## Requirements
1. In the article on the Chinese stone artifacts, how old are the Homo erectus finds from Dmanisi?
2. Resume the article on the Chinese stone artifacts after its final sentence, keeping its tone and subject.

Charles Q. Choi, Contributor

(Inside Science) -- Stone artifacts unearthed from steep hills in China may be the earliest signs of extinct humans outside of Africa, scientists say.

Although our species, Homo sapiens, is now the only surviving member of the human lineage, Homo, other species of humans once roamed across Earth. So far the oldest known human fossil is a jawbone from Ethiopia roughly 2.8 million years old.

Outside of Africa, the oldest previous evidence of hominins -- members of the human family tree after our split from the ancestors of chimpanzees -- was found in the medieval hilltop town of Dmanisi in the country of Georgia, in the form of bones and stone artifacts of Homo erectus, the first human species known to regularly carry around tools it made. These finds dated up to 1.85 million years old.

Now, stone artifacts from southern China may break that record with a date of up to 2.1 million years old.

"The most important implication of our findings is that hominins had already left Africa 250,000 years earlier than previously thought," said study co-author Robin Dennell, a paleolithic archaeologist and paleoanthropologist at the University of Exeter in England. "We are talking here probably of a very early form of our own genus Homo."

## Supplied data
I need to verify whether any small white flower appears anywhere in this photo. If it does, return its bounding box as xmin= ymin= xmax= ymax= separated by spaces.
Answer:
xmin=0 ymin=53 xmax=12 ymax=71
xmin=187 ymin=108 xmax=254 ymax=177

## Replies
1. Up to 1.85 million years old.

2.
Study lead author Zhaoyu Zhu, a geologist at the Chinese Academy of Sciences in Guangzhou, and his colleagues investigated China's 270,000-square-kilometer Loess Plateau, which is named after its loess, or wind-blown silt. The area now is dominated by wheat. Before agriculture, it alternated between temperate grassland and colder, drier steppe grassland, Dennell noted.

The steepness of the slopes in the area made excavations tricky. "On some, we had to cut footholds," Dennell recalled. "The sediments are soft and, after rain, very slippery."

Most of the 96 artifacts the researchers discovered are either flakes struck from a stone or a stone core with a few flakes removed, Dennell said. "The intention of flaking was to produce something with a sharp edge that could be used for, as an example, cutting meat off a carcass," he said. Excavations around the area also revealed the lower jaw fragment of a deer, as well as cattle and other animal fossils.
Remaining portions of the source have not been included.